### Task description
Please copy out the rows below word for word, beginning at the line that contains "safety line on" and stopping after the line that contains "(785, 124), (944, 653)".

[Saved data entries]
^^^^^^^^^^^^^^^^

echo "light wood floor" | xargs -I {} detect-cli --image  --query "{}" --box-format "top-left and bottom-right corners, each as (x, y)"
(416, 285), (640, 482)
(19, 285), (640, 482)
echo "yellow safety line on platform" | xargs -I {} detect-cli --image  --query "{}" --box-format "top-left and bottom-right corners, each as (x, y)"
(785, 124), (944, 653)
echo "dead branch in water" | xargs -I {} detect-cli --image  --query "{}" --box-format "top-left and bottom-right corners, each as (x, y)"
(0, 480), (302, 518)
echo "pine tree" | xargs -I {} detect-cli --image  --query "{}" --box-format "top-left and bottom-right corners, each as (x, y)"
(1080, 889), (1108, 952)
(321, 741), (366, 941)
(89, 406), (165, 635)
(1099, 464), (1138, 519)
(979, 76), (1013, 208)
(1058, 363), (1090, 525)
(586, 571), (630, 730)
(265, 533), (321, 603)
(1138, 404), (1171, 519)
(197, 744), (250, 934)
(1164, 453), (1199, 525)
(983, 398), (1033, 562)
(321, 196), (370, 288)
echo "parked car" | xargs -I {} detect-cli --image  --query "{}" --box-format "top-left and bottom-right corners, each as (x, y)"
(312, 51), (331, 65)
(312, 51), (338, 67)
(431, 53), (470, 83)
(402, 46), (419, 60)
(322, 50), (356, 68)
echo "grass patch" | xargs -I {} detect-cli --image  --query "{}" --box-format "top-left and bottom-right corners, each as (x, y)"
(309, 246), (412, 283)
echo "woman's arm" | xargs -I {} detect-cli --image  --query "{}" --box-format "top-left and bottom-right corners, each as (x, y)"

^^^^^^^^^^^^^^^^

### Output of the exercise
echo "yellow safety line on platform" | xargs -I {} detect-cli --image  --query "{}" --box-format "top-left and bottom-right corners, each as (x, y)"
(785, 124), (944, 653)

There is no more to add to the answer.